Entries from an annotation dataset:
┌────────
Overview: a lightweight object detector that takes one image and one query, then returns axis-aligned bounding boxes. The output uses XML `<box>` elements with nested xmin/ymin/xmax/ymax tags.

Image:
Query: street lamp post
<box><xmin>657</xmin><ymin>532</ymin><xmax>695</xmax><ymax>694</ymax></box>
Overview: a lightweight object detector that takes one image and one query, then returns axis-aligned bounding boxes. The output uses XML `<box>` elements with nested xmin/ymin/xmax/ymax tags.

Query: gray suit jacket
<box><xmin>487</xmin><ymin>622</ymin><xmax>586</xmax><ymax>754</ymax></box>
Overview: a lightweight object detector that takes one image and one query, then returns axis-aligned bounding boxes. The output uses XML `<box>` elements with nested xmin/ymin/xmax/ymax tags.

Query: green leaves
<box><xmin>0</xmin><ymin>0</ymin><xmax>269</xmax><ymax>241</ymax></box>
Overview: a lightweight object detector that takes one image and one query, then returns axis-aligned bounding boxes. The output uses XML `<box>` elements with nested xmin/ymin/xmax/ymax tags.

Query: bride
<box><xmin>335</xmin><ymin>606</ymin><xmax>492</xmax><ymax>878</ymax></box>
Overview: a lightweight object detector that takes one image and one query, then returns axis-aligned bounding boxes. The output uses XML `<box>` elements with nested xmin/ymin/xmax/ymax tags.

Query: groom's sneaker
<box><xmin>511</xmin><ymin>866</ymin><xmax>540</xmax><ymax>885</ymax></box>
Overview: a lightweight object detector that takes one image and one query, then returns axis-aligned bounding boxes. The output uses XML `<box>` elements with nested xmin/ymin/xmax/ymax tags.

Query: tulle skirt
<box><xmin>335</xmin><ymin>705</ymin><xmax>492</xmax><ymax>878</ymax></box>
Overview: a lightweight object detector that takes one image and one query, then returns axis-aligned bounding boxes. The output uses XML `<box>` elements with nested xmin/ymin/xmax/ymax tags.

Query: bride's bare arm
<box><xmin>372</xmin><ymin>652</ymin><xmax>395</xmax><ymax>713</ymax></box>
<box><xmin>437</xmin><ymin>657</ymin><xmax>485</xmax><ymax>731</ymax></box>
└────────
Short task: Render every line of the listing above as a Markdown table with the columns "No." and "Line," numbering the rows in order and skipping blank lines.

Task response:
| No. | Line |
|---|---|
| 1 | Overview: a lightweight object detector that takes one image and one query, then returns axis-aligned bounding boxes. The output uses XML `<box>` elements with nested xmin/ymin/xmax/ymax tags. |
| 2 | Image: |
| 3 | Query: street lamp post |
| 4 | <box><xmin>657</xmin><ymin>532</ymin><xmax>695</xmax><ymax>694</ymax></box> |
| 5 | Overview: a lightweight object detector that takes one image and one query, then returns axis-aligned bounding boxes. The output uses XML `<box>` elements with nested xmin/ymin/xmax/ymax tags. |
| 6 | Query: gray suit jacket |
| 7 | <box><xmin>487</xmin><ymin>622</ymin><xmax>586</xmax><ymax>754</ymax></box> |
| 8 | Overview: a lightweight object detector that takes one image and one query, then returns axis-aligned bounding boxes. The output uses XML `<box>` elements with nested xmin/ymin/xmax/ymax tags. |
| 9 | Query: green leaves |
| 10 | <box><xmin>0</xmin><ymin>0</ymin><xmax>269</xmax><ymax>241</ymax></box> |
| 11 | Overview: a lightweight object detector that takes one image and one query, then returns axis-aligned bounding boxes. The output uses XML `<box>` elements with nested xmin/ymin/xmax/ymax tags. |
| 12 | Query: bride |
| 13 | <box><xmin>335</xmin><ymin>606</ymin><xmax>492</xmax><ymax>878</ymax></box> |
| 14 | Overview: a lightweight object detector that takes one image and one query, then returns axis-aligned bounding boxes. The output uses XML `<box>` elements with nested xmin/ymin/xmax/ymax tags. |
| 15 | Query: groom's sneaker |
| 16 | <box><xmin>511</xmin><ymin>866</ymin><xmax>540</xmax><ymax>885</ymax></box> |
| 17 | Overview: a lightweight object detector that takes one image and one query, then returns axis-aligned bounding boxes. The output uses XML `<box>` elements with nested xmin/ymin/xmax/ymax tags. |
| 18 | Query: tulle skirt |
| 19 | <box><xmin>335</xmin><ymin>705</ymin><xmax>492</xmax><ymax>878</ymax></box> |
| 20 | Overview: a lightweight object detector that takes one image and one query, then returns axis-aligned bounding boxes. The output uses XML `<box>` elements with nested xmin/ymin/xmax/ymax tags. |
| 21 | Query: bride's bare arm |
| 22 | <box><xmin>372</xmin><ymin>652</ymin><xmax>395</xmax><ymax>713</ymax></box> |
| 23 | <box><xmin>437</xmin><ymin>657</ymin><xmax>485</xmax><ymax>731</ymax></box> |